→ Problem to solve
Pull out every line in the rows below that contains the string "short", matching upper and lower case exactly.

--- START OF Material provided ---

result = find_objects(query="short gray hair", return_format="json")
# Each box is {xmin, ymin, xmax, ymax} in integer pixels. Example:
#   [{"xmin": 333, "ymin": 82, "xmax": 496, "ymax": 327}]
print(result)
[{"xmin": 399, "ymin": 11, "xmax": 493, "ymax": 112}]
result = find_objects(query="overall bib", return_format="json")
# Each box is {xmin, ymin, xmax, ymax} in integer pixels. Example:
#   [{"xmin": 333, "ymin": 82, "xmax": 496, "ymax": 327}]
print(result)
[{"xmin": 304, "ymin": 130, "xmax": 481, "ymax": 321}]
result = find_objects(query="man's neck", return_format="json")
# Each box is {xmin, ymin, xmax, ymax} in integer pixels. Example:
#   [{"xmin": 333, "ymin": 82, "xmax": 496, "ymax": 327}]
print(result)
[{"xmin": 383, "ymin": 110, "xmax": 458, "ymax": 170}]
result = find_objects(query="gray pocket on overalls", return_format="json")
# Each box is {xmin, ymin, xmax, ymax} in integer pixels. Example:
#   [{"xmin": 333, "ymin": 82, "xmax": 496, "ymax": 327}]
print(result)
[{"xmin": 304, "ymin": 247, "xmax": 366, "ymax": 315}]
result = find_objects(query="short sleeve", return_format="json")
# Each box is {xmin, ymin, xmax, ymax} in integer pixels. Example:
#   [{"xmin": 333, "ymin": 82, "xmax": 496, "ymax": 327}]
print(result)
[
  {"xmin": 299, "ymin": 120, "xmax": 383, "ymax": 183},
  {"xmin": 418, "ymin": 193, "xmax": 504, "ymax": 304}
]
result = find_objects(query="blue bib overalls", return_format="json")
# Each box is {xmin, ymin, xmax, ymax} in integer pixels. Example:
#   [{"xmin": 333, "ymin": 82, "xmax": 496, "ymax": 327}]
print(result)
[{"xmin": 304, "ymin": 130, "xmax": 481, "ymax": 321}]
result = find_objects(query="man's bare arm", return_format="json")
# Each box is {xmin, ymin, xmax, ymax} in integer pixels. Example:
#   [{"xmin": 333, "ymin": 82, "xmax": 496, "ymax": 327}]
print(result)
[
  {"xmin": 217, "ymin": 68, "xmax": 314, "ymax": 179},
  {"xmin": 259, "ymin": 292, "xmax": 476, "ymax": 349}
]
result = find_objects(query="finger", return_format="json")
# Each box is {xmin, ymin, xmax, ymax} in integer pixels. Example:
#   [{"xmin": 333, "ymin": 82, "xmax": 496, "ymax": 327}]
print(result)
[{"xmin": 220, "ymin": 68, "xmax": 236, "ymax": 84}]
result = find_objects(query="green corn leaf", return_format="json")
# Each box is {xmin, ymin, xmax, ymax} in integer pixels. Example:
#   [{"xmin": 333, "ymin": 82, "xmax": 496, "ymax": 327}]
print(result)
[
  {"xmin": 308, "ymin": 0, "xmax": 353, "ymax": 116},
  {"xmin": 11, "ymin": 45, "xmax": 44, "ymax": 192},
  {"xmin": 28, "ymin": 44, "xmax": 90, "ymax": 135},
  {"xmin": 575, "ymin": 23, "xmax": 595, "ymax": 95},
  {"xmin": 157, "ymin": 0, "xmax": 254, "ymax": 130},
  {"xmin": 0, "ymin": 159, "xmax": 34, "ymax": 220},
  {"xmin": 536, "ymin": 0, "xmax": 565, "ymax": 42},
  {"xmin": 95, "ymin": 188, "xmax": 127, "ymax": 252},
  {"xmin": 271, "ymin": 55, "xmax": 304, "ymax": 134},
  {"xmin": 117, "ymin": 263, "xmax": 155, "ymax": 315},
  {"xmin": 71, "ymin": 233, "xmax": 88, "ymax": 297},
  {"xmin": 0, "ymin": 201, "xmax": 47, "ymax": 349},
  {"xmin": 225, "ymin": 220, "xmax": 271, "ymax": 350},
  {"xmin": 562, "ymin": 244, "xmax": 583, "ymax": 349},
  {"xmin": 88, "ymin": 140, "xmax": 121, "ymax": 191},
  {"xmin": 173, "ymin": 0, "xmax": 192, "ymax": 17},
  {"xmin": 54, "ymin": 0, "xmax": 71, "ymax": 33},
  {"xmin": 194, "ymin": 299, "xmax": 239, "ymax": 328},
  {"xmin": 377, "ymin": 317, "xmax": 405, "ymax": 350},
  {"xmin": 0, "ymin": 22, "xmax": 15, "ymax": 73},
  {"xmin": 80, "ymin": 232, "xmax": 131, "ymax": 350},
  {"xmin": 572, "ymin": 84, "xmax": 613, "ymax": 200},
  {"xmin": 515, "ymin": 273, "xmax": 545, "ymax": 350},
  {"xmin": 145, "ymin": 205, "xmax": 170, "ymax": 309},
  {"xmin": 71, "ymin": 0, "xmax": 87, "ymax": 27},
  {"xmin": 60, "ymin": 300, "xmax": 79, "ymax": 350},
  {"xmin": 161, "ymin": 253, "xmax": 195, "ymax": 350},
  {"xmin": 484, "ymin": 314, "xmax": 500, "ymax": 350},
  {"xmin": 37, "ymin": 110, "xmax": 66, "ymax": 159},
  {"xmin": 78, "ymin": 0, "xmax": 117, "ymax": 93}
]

--- END OF Material provided ---

→ Full output
result = find_objects(query="short gray hair", return_format="json")
result = find_objects(query="short sleeve", return_format="json")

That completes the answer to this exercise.